From the line containing "In this photo, each instance of the wetland" to the last line of the records below, transcribe everything exactly, pictures excluded.

Data for this task =
━━━━━━━━━━

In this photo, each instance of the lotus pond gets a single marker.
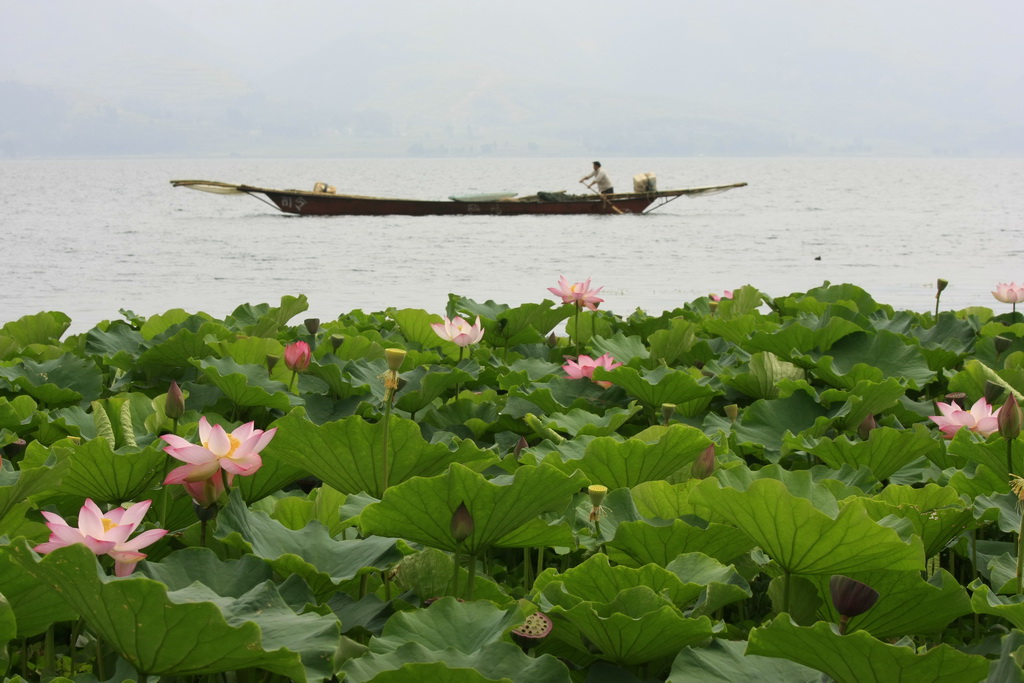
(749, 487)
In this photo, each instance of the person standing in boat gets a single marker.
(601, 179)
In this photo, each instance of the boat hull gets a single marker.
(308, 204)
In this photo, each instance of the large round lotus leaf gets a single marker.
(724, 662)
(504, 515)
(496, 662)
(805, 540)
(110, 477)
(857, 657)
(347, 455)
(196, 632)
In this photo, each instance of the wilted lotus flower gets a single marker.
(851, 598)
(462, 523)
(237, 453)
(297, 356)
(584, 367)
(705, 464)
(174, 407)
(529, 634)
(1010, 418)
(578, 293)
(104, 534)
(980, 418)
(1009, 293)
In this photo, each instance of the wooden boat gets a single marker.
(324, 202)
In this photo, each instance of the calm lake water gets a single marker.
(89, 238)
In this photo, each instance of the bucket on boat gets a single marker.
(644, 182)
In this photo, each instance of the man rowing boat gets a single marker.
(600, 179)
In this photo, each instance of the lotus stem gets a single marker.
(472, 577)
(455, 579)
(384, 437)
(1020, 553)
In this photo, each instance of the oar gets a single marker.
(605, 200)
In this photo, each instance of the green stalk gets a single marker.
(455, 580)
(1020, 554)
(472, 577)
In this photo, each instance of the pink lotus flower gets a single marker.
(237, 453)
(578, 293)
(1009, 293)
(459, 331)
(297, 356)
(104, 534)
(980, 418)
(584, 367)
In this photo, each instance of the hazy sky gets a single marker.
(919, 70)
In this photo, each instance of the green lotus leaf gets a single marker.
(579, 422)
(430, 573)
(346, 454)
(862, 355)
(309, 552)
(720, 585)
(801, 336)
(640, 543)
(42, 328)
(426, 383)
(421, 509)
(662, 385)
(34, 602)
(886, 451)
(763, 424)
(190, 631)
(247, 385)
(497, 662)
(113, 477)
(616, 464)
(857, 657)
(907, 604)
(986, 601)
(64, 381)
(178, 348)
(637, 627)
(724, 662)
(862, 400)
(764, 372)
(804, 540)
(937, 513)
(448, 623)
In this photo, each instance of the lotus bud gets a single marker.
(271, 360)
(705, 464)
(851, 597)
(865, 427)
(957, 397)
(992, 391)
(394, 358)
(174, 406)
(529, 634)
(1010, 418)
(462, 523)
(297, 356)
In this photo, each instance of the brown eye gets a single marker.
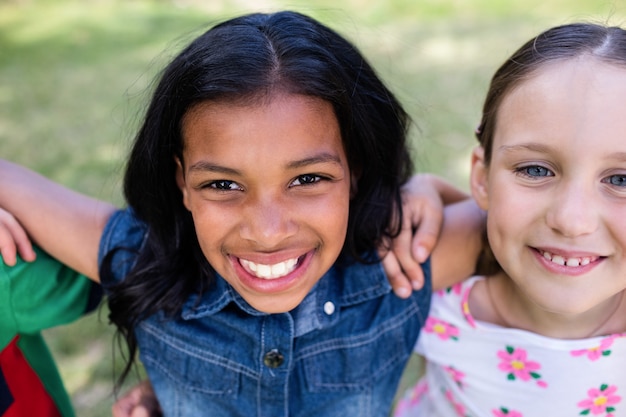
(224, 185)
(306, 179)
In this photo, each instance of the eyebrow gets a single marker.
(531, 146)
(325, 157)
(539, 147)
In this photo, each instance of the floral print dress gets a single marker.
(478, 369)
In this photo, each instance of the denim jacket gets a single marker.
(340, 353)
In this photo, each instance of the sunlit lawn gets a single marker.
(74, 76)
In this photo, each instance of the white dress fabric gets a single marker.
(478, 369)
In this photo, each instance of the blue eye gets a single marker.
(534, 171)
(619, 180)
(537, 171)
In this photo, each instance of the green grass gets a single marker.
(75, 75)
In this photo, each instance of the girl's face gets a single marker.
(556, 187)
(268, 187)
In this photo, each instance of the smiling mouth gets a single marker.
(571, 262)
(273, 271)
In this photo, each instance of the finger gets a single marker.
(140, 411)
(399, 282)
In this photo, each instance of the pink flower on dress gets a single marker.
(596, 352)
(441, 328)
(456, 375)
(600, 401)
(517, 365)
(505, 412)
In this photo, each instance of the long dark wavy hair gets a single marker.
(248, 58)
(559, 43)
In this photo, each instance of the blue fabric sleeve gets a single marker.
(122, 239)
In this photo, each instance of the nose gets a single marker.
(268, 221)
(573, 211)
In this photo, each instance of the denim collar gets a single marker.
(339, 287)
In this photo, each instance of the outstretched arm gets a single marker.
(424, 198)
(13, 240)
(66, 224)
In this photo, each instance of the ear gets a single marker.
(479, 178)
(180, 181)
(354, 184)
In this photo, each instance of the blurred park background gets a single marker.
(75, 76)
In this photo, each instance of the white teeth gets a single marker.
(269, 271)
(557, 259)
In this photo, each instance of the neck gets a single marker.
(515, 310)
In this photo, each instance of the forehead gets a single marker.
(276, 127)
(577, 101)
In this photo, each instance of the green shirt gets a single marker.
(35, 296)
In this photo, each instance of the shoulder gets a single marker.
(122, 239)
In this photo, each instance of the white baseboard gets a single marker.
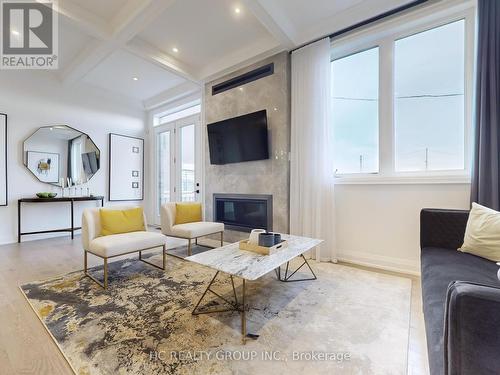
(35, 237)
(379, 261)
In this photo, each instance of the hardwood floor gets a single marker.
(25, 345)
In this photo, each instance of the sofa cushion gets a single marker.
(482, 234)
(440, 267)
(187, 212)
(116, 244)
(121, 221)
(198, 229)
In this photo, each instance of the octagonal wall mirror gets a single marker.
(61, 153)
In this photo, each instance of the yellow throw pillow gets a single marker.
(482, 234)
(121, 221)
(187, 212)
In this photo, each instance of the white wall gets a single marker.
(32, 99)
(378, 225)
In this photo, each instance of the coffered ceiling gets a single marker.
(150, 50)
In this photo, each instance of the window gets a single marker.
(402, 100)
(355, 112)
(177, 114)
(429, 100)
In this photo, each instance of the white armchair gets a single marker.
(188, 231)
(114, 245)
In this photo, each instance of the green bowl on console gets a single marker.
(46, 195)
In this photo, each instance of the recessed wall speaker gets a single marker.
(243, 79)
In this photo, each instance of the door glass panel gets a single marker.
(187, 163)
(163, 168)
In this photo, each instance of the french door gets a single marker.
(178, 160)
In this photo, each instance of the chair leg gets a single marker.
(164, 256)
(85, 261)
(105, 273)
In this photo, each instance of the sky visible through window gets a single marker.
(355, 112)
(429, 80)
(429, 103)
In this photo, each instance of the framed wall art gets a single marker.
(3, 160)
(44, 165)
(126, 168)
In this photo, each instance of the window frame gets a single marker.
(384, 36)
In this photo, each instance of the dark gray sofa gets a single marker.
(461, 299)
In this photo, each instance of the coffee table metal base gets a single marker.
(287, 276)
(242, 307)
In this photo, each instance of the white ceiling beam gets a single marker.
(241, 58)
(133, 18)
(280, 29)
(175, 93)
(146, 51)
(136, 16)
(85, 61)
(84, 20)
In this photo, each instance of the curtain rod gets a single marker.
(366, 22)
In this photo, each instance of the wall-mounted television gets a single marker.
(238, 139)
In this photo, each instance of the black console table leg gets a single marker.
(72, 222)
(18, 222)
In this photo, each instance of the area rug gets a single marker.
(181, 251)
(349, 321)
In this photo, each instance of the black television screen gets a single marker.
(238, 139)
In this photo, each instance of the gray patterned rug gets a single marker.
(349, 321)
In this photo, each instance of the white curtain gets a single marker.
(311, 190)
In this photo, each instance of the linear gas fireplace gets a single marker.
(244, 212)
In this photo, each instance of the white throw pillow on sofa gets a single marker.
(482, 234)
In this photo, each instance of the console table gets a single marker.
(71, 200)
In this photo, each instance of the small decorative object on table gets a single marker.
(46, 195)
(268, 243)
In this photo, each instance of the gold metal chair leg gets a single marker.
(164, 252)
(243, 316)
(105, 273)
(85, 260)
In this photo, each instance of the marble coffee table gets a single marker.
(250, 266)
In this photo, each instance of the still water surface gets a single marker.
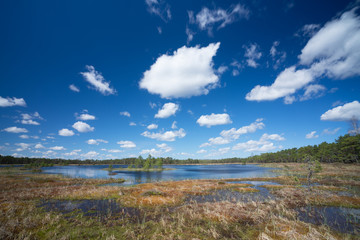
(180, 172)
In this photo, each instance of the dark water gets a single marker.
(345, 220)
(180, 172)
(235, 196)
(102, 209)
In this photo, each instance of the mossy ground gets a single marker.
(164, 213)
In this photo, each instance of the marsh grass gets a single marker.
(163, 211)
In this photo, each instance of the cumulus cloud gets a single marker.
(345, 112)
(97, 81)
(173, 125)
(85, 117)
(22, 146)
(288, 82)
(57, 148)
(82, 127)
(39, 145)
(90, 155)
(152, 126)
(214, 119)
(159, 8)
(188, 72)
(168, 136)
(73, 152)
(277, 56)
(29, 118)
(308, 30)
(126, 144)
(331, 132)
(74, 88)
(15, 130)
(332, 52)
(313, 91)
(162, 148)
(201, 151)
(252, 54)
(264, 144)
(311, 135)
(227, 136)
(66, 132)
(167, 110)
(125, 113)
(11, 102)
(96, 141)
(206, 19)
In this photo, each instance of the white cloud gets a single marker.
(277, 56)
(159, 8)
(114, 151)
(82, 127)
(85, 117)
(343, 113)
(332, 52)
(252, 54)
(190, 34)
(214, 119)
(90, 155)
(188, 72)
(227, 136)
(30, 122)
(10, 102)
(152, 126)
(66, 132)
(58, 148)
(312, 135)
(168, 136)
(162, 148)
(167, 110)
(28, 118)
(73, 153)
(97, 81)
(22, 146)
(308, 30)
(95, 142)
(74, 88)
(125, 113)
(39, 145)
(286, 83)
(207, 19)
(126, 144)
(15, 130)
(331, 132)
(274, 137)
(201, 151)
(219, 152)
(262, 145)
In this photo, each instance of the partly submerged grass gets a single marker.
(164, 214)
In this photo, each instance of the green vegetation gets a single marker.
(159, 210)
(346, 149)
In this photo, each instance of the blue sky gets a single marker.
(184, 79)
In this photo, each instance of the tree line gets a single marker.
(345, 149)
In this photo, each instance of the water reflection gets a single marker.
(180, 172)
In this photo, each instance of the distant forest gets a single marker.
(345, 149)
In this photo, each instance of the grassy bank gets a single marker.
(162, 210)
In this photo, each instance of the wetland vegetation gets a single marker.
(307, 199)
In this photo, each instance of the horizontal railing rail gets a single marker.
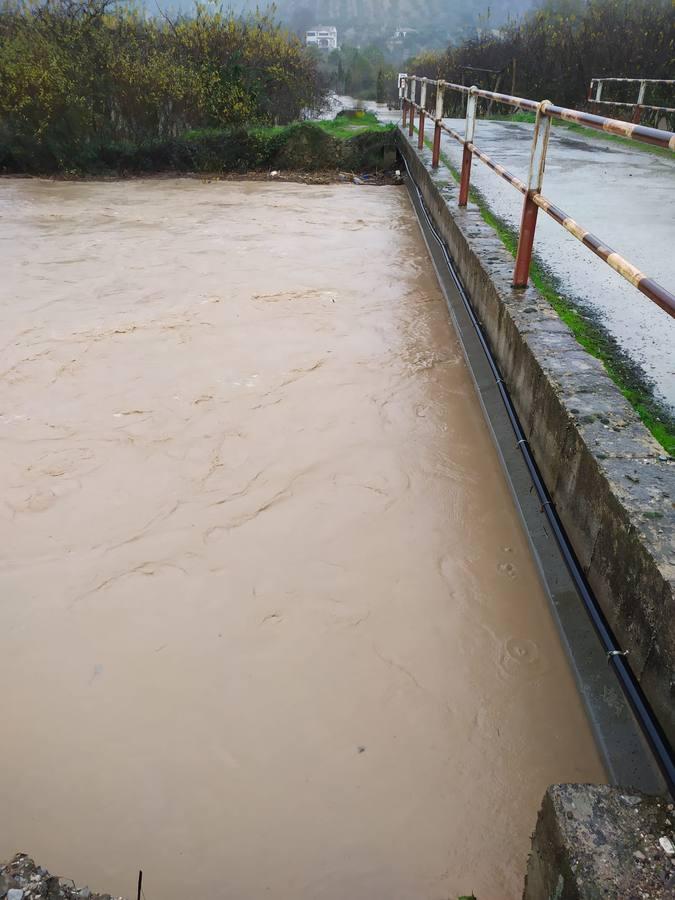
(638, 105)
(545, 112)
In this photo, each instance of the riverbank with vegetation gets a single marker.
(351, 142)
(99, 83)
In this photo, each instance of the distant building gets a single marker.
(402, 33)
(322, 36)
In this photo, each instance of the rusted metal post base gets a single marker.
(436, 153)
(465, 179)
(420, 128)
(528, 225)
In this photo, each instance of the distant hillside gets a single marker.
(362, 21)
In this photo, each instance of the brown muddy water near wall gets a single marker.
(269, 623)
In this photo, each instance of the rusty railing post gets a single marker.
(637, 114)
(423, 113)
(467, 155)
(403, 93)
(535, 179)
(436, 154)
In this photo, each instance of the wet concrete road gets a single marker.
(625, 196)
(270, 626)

━━━━━━━━━━

Result below =
In this photo, each instance of the wetland vegetation gets a single marker.
(307, 199)
In this photo, each instance of the horizontal railing rail gets a single marker.
(638, 105)
(545, 112)
In this photo, each instance of the riverbank with vegetation gets a single marker.
(351, 142)
(99, 83)
In this photo, each instance of the distant building gets a single marker.
(402, 33)
(322, 36)
In this photo, each instance of the rusted metal post base gets a single marker.
(436, 153)
(465, 179)
(420, 128)
(528, 225)
In this photo, each instance of the distant hillside gets a single marker.
(362, 21)
In this photo, each instance of the brown muddy water near wall gets a single marker.
(269, 623)
In this photo, each instance of the rusty railing post gets a single marker.
(637, 114)
(423, 113)
(467, 155)
(403, 93)
(535, 179)
(436, 154)
In this photo, each instance of the wet concrete road gets a single marker.
(625, 196)
(270, 626)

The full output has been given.